Region pointing data:

----

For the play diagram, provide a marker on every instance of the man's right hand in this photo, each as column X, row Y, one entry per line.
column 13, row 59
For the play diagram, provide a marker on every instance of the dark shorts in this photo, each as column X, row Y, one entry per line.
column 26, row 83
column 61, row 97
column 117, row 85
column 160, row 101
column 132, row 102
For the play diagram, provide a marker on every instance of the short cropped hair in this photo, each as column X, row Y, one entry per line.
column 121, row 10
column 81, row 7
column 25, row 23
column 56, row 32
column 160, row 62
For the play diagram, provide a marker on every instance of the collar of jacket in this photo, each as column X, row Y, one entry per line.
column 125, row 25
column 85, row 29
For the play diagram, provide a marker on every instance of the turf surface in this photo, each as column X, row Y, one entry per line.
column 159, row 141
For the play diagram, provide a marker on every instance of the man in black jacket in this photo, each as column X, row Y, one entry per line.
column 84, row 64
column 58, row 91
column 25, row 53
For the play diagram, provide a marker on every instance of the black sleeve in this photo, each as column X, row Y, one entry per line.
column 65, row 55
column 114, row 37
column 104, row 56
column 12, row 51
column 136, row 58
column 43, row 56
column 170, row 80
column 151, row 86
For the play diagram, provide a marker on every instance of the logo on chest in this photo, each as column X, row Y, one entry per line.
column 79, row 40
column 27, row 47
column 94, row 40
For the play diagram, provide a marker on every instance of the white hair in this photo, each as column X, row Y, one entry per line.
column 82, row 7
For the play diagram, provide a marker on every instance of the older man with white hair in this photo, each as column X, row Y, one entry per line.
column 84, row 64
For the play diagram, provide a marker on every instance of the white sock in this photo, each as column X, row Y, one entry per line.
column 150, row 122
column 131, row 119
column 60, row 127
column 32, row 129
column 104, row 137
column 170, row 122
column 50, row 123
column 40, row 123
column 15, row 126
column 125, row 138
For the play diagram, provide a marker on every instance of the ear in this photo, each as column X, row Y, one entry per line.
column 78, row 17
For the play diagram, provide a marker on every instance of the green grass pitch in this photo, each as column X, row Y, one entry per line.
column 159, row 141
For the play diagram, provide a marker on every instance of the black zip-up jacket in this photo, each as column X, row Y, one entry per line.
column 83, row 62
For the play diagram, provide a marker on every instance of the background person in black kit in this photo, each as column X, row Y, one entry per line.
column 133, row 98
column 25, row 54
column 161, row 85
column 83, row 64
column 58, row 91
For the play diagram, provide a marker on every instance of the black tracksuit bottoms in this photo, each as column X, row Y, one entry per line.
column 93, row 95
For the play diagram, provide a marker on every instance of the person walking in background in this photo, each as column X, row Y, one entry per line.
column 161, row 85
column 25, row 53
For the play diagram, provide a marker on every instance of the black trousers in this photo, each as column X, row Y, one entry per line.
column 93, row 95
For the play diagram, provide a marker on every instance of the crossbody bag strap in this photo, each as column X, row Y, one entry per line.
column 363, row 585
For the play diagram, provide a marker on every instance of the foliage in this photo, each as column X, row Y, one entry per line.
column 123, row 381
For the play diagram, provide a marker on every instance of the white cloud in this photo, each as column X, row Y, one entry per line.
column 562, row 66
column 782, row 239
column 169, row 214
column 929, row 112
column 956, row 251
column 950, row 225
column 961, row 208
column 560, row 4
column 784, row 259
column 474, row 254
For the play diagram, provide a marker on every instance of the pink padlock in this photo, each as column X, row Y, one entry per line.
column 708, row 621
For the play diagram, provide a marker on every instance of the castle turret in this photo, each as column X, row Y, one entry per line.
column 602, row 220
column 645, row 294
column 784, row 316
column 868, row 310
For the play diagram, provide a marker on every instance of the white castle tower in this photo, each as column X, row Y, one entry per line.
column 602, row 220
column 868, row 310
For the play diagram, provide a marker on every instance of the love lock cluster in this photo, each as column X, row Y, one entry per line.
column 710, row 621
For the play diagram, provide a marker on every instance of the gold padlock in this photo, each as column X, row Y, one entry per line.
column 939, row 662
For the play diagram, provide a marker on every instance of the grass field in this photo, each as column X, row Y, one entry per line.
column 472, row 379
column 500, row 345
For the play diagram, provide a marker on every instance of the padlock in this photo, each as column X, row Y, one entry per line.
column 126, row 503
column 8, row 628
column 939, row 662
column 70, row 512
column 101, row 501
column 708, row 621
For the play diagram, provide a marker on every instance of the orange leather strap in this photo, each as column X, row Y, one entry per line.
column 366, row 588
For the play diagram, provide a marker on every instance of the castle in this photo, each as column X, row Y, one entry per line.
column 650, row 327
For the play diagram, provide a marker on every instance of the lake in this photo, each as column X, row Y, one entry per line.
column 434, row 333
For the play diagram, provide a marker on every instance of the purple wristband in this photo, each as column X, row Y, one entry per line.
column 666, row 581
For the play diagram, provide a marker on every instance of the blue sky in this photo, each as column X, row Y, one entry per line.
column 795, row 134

----

Copy the records above. Keep every word as it is.

Solution for this exercise:
For the play diagram, provide a marker on every instance of the man's right hand in this photo, each as column X, row Y, one entry per line.
column 13, row 59
For the play diagram, provide a marker on every instance of the dark shorts in this photo, each as column X, row Y, one entry per line.
column 26, row 83
column 61, row 97
column 117, row 85
column 160, row 101
column 132, row 102
For the play diagram, provide a marker on every instance of the short cropped hair in this photo, each as column X, row Y, one entry per line.
column 121, row 10
column 81, row 7
column 25, row 23
column 56, row 32
column 160, row 62
For the play diagram, provide a marker on every instance of the collar of jacket in this photo, each as column X, row Y, one entry per line.
column 125, row 25
column 85, row 29
For the play diagram, provide a marker on every instance of the turf surface in this photo, each as column X, row Y, one entry per line.
column 159, row 141
For the play diagram, provide a marker on every instance of the man in black jacket in this photo, each as column X, row Y, one entry per line.
column 84, row 64
column 58, row 91
column 25, row 53
For the play diagram, provide a marker on every instance of the black sleeve in this photo, each as column X, row Y, one entry per line.
column 65, row 55
column 114, row 37
column 104, row 56
column 12, row 51
column 136, row 58
column 43, row 56
column 170, row 80
column 151, row 86
For the play diagram, provide a marker on every instance of the logo on chest in this photo, each as column X, row Y, one entry per line.
column 79, row 40
column 27, row 47
column 94, row 40
For the play diagram, provide a marker on every instance of the white hair in this photo, each as column X, row Y, one entry per line.
column 82, row 7
For the play diagram, provide a marker on every instance of the older man with white hair in this photo, each as column X, row Y, one entry per line.
column 84, row 64
For the play diagram, provide a marker on every instance of the white sock in this photo, each as column X, row Y, one entry per line.
column 150, row 122
column 131, row 119
column 60, row 127
column 32, row 129
column 104, row 137
column 170, row 122
column 50, row 123
column 40, row 123
column 15, row 126
column 125, row 138
For the play diagram, provide a marker on every instance of the ear in this photo, each as column X, row Y, one entry per line.
column 78, row 17
For the play diagram, provide a marker on every instance of the green grass pitch in this photo, each as column X, row Y, one entry per line.
column 159, row 141
For the play diagram, provide a marker on every instance of the black zip-up jacket in this photo, each as column X, row Y, one entry per line.
column 83, row 62
For the play diagram, provide a marker on every instance of the background person in black kit in this photo, each as column X, row Y, one entry per line.
column 133, row 98
column 25, row 54
column 161, row 85
column 83, row 64
column 58, row 91
For the play diagram, provide a marker on every instance of the black tracksuit bottoms in this photo, each as column X, row Y, one entry per line.
column 93, row 95
For the play diagram, provide a marker on every instance of the person walking in background in this photo, each as column X, row Y, one entry per line.
column 161, row 85
column 25, row 53
For the play diagram, provide a marker on every instance of the black trousers in this photo, each as column X, row Y, one entry per line.
column 93, row 95
For the play diagram, provide a marker on every instance of the crossbody bag strap in this photo, each as column X, row Y, one entry per line.
column 363, row 585
For the play diagram, provide a marker on every instance of the foliage in this photo, each as column X, row Y, one entry per line.
column 123, row 381
For the play diagram, provide a marker on every instance of the white cloud in this photo, each as column X, row Y, one entry per line.
column 562, row 66
column 782, row 239
column 169, row 214
column 929, row 112
column 956, row 251
column 950, row 225
column 961, row 208
column 560, row 4
column 784, row 259
column 474, row 254
For the play diagram, provide a marker on every instance of the pink padlock in this photo, each as column X, row Y, one entry per line.
column 708, row 621
For the play diagram, provide a marker on every instance of the castle turret in this photo, each as column X, row Y, one entry per line.
column 602, row 220
column 645, row 294
column 784, row 316
column 868, row 310
For the play diagram, provide a marker on every instance of the white castle tower in this photo, each as column X, row Y, one entry per line.
column 602, row 220
column 868, row 310
For the play diagram, provide a marker on every instance of the love lock cluster in this photo, each as column X, row Y, one entry per line.
column 710, row 621
For the play diagram, provide a marker on every instance of the gold padlock in this photo, each as column X, row Y, one entry per line.
column 939, row 662
For the play diagram, provide a marker on every instance of the grass field in this photo, each as column X, row Y, one entry per line.
column 472, row 379
column 500, row 345
For the play diagram, provide a marker on every instance of the padlock in this photo, each as column X, row Y, one entry per line.
column 126, row 503
column 8, row 628
column 939, row 662
column 70, row 512
column 101, row 501
column 708, row 621
For the play diagram, provide a marker on every instance of the orange leather strap in this photo, each as column X, row Y, one entry per line.
column 366, row 588
For the play diagram, provide a marker on every instance of the castle in this photo, each as column X, row Y, one entry per line.
column 650, row 327
For the play diagram, provide a marker on every instance of the lake in this photo, each as column X, row Y, one entry per line.
column 434, row 333
For the play diagram, provide a marker on every instance of the purple wristband in this photo, each as column X, row Y, one entry per line.
column 666, row 581
For the play diagram, provide a marker on every instance of the blue sky in this photo, each as column X, row Y, one entry per line.
column 795, row 134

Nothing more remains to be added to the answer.